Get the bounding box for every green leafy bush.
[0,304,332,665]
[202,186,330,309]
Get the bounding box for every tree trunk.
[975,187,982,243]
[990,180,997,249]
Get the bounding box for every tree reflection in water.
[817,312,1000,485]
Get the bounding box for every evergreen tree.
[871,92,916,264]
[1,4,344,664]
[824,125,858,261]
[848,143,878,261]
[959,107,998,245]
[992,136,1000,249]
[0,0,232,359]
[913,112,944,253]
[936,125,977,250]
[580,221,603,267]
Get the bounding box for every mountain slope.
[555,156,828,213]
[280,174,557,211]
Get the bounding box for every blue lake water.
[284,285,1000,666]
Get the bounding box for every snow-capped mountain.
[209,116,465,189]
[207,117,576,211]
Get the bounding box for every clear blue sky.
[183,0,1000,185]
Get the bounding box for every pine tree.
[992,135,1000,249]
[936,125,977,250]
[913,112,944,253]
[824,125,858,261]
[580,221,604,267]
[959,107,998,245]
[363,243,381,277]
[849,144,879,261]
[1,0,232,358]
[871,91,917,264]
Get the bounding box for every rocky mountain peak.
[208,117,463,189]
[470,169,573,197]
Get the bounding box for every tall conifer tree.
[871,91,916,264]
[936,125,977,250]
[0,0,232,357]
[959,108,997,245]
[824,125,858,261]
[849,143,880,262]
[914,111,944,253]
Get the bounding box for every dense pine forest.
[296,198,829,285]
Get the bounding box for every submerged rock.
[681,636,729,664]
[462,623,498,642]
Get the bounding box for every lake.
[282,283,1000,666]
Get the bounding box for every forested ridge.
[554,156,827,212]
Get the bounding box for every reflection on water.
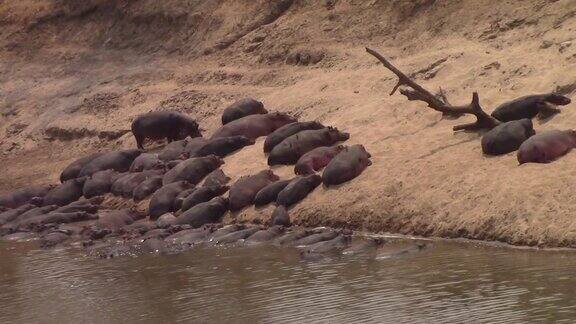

--- --- ---

_Exercise description_.
Write out, exactly and with nothing added, every line from the one that holds "Get the bounding box for every lake." to the end of the entries above; pictures stay out.

_Answer to this exercise_.
Get the bounding box for every lake.
[282,283,1000,666]
Get the bounding box for every forested ridge.
[554,156,827,212]
Get the bounding box for every reflection on water.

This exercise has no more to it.